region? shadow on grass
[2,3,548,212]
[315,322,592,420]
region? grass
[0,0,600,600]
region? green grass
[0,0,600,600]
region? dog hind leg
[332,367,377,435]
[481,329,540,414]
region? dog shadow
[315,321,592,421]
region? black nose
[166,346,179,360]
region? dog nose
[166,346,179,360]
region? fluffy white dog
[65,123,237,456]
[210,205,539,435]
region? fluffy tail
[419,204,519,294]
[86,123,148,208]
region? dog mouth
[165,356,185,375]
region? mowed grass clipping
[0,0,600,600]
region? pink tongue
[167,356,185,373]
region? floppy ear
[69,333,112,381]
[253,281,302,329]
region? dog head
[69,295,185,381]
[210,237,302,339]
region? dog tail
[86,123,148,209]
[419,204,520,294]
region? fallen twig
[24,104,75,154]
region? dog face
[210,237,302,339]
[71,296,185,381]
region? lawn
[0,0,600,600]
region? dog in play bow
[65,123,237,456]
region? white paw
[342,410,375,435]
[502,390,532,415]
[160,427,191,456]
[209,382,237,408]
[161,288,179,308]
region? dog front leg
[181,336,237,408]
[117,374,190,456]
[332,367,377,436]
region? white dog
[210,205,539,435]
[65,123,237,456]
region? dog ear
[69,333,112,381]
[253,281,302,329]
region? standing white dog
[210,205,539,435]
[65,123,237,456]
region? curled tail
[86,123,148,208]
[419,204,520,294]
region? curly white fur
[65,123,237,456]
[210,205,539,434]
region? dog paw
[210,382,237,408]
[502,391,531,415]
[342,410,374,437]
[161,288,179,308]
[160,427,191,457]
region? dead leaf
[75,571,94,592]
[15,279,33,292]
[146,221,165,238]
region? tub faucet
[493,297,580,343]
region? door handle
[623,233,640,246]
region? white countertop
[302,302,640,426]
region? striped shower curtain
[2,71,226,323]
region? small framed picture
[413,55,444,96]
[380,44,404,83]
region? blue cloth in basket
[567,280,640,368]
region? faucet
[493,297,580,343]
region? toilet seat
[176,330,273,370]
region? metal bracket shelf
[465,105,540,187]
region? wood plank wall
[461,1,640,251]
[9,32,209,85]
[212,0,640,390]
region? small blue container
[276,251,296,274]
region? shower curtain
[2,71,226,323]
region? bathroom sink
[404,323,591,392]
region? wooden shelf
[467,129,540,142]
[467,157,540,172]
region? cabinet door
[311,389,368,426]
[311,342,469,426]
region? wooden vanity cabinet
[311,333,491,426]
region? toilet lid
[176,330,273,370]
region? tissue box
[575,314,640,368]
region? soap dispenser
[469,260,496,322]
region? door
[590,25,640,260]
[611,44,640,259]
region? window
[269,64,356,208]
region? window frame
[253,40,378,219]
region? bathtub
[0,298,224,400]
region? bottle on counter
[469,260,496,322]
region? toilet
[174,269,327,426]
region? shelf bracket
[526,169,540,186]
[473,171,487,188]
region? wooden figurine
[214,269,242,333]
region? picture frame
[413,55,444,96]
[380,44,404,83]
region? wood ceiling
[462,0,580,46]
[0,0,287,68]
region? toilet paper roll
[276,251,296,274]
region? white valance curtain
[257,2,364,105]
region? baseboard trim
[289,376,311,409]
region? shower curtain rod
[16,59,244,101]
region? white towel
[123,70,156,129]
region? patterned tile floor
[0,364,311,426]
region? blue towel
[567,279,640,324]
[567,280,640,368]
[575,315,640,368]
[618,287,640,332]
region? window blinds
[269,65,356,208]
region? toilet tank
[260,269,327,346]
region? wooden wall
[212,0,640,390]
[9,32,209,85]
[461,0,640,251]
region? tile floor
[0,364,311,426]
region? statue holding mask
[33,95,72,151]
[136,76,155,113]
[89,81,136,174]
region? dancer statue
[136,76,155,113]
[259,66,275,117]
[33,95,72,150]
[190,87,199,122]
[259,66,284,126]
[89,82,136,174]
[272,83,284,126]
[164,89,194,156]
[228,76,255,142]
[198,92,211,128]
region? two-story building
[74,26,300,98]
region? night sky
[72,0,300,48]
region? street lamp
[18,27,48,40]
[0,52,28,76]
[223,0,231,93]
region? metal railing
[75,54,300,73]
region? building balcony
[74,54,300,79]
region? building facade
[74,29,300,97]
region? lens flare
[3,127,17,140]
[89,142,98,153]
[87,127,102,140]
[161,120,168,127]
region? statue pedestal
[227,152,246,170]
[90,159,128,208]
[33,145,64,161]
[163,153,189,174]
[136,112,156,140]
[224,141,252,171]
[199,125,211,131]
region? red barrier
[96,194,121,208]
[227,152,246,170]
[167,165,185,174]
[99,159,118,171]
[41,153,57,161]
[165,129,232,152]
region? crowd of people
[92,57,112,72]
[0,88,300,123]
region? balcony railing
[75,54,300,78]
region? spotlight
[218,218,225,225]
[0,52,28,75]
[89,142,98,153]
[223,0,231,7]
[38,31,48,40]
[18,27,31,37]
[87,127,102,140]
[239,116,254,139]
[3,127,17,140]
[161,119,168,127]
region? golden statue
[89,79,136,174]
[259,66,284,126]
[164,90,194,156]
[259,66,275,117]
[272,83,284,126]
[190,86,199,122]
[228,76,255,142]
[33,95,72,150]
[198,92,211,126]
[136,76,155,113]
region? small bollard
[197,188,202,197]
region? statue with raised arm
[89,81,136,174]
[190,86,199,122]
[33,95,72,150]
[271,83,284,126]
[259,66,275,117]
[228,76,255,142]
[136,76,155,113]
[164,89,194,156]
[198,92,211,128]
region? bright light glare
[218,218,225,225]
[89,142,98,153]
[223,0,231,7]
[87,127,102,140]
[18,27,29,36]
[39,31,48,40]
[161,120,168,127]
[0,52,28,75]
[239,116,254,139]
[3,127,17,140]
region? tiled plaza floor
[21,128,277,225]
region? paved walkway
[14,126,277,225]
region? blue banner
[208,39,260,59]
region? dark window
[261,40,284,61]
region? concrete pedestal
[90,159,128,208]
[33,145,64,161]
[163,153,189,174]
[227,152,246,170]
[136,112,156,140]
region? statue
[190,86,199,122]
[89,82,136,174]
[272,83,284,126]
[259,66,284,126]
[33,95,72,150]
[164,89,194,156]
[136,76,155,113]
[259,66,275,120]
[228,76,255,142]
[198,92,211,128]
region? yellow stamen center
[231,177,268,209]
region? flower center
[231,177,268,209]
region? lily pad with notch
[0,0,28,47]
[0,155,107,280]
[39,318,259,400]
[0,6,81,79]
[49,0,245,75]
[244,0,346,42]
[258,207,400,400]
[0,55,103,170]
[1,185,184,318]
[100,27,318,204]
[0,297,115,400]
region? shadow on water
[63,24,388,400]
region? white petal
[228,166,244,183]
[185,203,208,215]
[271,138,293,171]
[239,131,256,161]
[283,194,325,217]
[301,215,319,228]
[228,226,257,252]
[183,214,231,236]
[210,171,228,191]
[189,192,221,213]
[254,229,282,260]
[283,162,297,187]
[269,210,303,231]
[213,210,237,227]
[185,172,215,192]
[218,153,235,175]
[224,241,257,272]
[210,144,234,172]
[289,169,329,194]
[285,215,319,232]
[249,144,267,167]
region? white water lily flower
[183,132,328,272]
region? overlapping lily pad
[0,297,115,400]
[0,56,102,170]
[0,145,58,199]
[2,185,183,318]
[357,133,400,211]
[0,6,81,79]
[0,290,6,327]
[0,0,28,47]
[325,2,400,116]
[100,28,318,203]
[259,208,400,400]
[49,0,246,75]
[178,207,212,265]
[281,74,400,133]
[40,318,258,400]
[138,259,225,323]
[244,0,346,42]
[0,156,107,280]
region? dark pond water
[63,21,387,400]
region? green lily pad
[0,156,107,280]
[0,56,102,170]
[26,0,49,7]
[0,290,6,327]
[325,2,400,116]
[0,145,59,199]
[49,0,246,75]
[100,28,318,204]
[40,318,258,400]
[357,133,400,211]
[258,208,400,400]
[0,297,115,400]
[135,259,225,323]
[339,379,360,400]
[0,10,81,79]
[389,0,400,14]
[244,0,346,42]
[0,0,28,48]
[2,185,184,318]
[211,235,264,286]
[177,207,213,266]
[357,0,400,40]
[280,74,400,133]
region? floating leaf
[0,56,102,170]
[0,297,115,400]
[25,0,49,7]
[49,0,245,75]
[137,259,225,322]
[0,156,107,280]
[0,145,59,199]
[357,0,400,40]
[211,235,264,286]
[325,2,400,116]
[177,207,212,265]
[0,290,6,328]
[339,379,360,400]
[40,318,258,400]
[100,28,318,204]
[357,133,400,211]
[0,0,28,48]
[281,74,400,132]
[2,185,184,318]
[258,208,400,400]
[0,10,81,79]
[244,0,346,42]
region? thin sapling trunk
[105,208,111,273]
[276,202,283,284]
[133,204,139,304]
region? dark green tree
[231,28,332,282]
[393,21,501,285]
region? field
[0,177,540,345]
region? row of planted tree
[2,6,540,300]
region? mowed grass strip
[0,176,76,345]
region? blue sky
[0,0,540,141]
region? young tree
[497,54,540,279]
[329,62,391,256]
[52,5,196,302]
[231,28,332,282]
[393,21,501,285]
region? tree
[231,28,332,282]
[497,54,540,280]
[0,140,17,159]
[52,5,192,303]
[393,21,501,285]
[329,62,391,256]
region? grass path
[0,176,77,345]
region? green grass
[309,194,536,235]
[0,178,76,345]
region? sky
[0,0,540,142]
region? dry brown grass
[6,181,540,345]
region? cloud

#####

## Required task
Go back to the data above and please quote exactly, and only, the lines from the line with "region? dark green tree" through its last line.

## Answer to this problem
region? dark green tree
[231,28,332,282]
[393,21,501,285]
region? field
[0,177,540,345]
region? row of planted tree
[2,6,540,300]
region? mowed grass strip
[0,176,76,345]
region? blue sky
[0,0,540,141]
region? young tree
[497,54,540,279]
[329,62,391,256]
[52,5,196,302]
[231,28,332,282]
[393,21,501,285]
region? tree
[231,28,332,282]
[497,54,540,280]
[0,140,17,159]
[52,5,192,303]
[393,21,501,285]
[329,62,391,256]
region? grass path
[0,176,77,345]
region? green grass
[309,194,536,235]
[0,178,76,345]
region? sky
[0,0,540,142]
region? dry brown grass
[6,181,540,345]
region? cloud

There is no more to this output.